### TEXT SECTION
____

When Ms. Suckow received Plaintiffs' application, she contacted William Seidl. Suckow Decl. 1. Mr. Seidl is a member and the manager of SWS Hilltop, LLC, the entity which owns Hilltop Apartments. Seidl Dep. 9:15–23. Despite the apartment complex's policy of allowing animals in their units, Mr. Seidl stated that he was "[n]ot super excited about a 50 pound (probably larger) dog on new carpet" and noted that Plaintiffs were "pretty tight on income," suggesting a $1200 deposit. Ellis Decl., Ex. 11 at 3. After Ms. Suckow responded that Defendants could not seek a deposit for service animals, Mr. Seidl repeated that he did not want to replace the "old and warn out carpet ... since [Jo Sanders] has a large service animal." Ellis Decl., Ex. 11 at 2. "Hopefully she'll change her mind," he continued, and instructed Ms. Suckow not to contact Plaintiffs: "Lets [sic] make it tough ...." Ellis Decl., Ex. 11 at 2.

On March 15, Sarah Sanders called Ms. Suckow to follow up. According to Ms. Suckow, she requested a second application fee in accordance with Defendants' policy and repeated the following scripted remarks provided by Mr. Seidl: "[T]he owner hasn't yet decided about your application. Your income barely meets our financial approval limits and the carpet is old and worn out in that unit, and the owner doesn't want to replace it and then put an animal on it. So you're going to have a really high deposit and old carpet." Ellis Decl., Ex. 11 at 2; Suckow Decl. 1. A few days earlier, the carpet had been described by one employee as "FILTHY, NASTY, ... PUKE." Ellis Decl., Ex. 8 at 1 (capitalization in original). Sarah Sanders maintains that, although Ms. Suckow related the carpet's condition and noted the missing application fee, she also "stated there was no point [to paying the second fee] because the owner was not going to rent to us." Sanders Dep. 158:4–16.

Plaintiffs inquired once more about the apartment on March 17, this time after giving away Winston. Ellis Decl., Ex 11 at 1; Sanders Dep. 172:12–19. When Ms. Suckow informed Mr. Seidl that Plaintiffs had given away their dog and wished to be reconsidered, he instructed her not to return their call, stating that "they'll just move the dog in later and we won't be able to stop them." Ellis Decl., Ex. 11 at 1. "Let's be picky," he continued, "[w]e're coming into the time of the month when responsible people are looking." Ellis Decl., Ex. 11 at 1. Although the parties disagree as to whether they ever discussed Plaintiffs formally withdrawing their application, compare Seidl Decl. 2, with Sanders Dep. 166:12–20, they agree that Defendants issued a refund shortly before the second inquiry and despite Plaintiffs having offered to submit a second application fee. Ellis Decl., Ex. 11 at 1–2.

____

### DATA LINES
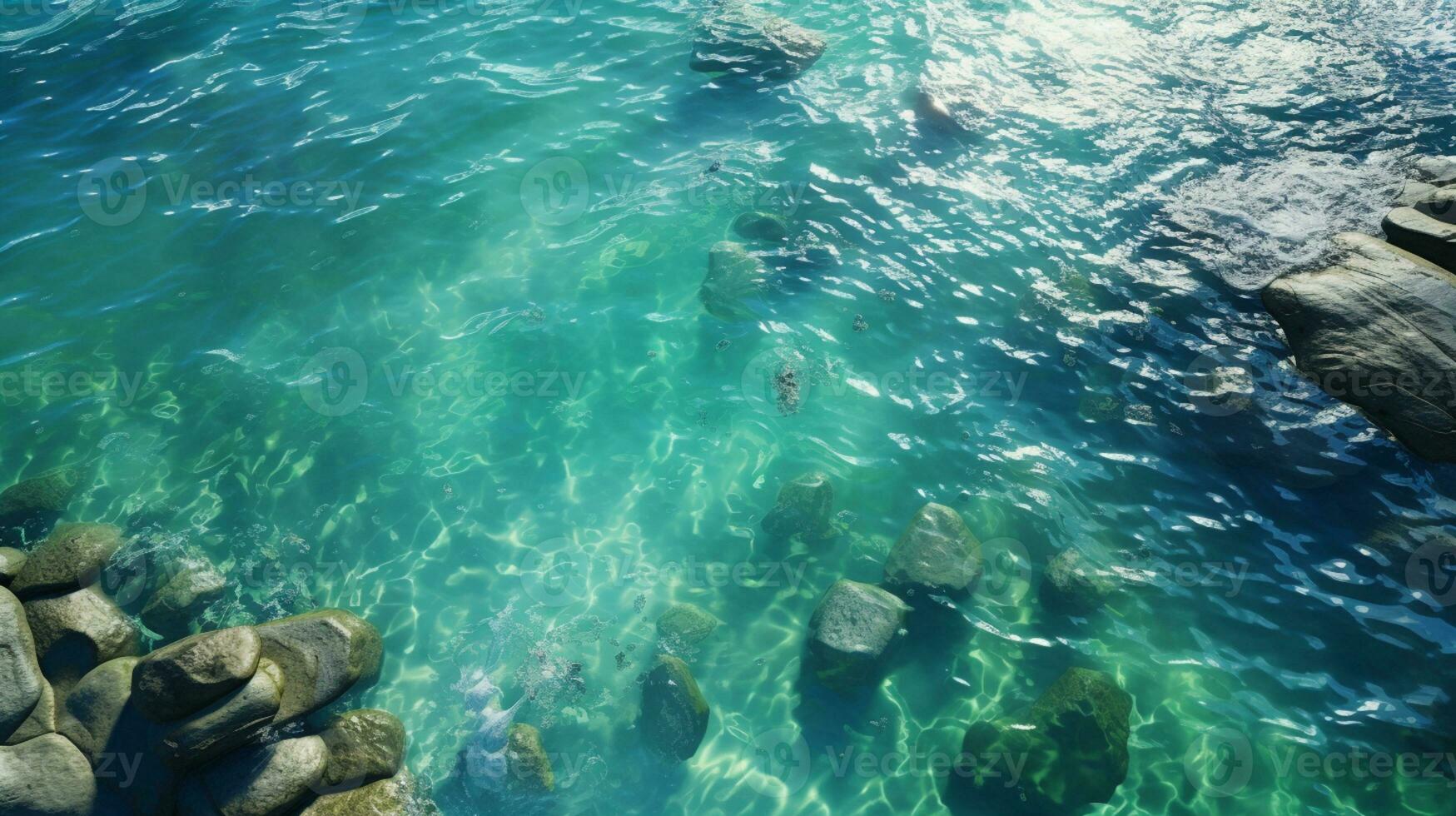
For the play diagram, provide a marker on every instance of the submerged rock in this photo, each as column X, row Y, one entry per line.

____

### THE EXERCISE
Using the Hilltop Apartments text, say whether each statement agrees with it: (a) Mr. Seidl suggested a $1200 deposit; (b) Sarah Sanders called Ms. Suckow to follow up on March 17; (c) after Plaintiffs gave away their dog, Mr. Seidl told Ms. Suckow to return their call. Answer yes or no for each, and quote the deciding words exactly. Work only from the Hilltop Apartments text.

### CORRECT RESPONSE
(a) Yes: "suggesting a $1200 deposit."
(b) No: "On March 15, Sarah Sanders called Ms. Suckow to follow up."
(c) No: "he instructed her not to return their call"